What you will do :: Copy out again only the lines between the one holding "Where can the textured" and the one holding "[[34, 245]]", inclusive, requests included, and shift every point coordinate in their answers by -40. Leave the request text unchanged.

Data extract ::
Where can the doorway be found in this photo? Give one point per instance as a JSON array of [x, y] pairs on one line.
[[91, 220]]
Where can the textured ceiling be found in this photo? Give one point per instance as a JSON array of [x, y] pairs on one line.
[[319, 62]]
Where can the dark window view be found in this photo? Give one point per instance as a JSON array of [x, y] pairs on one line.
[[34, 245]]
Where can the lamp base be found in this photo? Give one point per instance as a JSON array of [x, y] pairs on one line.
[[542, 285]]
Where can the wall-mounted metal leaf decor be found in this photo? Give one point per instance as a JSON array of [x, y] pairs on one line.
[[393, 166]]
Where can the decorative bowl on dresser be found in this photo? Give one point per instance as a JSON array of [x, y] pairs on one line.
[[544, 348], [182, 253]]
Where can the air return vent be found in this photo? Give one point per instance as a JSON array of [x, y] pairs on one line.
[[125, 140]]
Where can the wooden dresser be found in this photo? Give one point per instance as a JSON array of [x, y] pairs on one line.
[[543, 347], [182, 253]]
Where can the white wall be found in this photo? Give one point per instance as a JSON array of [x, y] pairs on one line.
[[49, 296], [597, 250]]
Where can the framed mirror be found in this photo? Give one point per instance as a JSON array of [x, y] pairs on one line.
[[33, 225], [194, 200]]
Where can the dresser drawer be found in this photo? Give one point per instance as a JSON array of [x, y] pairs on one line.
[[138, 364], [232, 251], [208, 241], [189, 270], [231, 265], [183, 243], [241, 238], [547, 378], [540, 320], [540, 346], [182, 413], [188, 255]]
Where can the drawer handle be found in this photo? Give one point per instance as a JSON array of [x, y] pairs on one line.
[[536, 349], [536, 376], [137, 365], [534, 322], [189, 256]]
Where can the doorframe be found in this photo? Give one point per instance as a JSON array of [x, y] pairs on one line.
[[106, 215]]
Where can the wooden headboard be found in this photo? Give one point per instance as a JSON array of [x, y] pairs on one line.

Written response ::
Where can the textured ceiling be found in this photo? Give one point per instance as a JSON array of [x, y] pairs on one line.
[[279, 22]]
Where can the dark window view be found in this photo? Give one point per instance as a JSON array of [x, y] pairs on one line.
[[-6, 205]]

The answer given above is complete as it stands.